REQUIREMENTS
Render each line of the material below as a numbered list, leaving out any blank lines.

# START OF DATASET EXCERPTS

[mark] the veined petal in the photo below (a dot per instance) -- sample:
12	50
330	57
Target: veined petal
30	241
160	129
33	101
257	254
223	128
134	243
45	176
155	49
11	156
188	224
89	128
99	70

# END OF DATASET EXCERPTS

REPLY TO THE TASK
1. [mark] the veined petal in the photo below (a dot per instance) -- sample:
2. 12	50
3. 330	57
4. Target: veined petal
5. 30	241
6. 160	129
7. 33	101
8. 257	254
9. 223	128
10. 134	243
11. 45	176
12. 155	49
13. 11	156
14. 188	224
15. 89	128
16. 99	70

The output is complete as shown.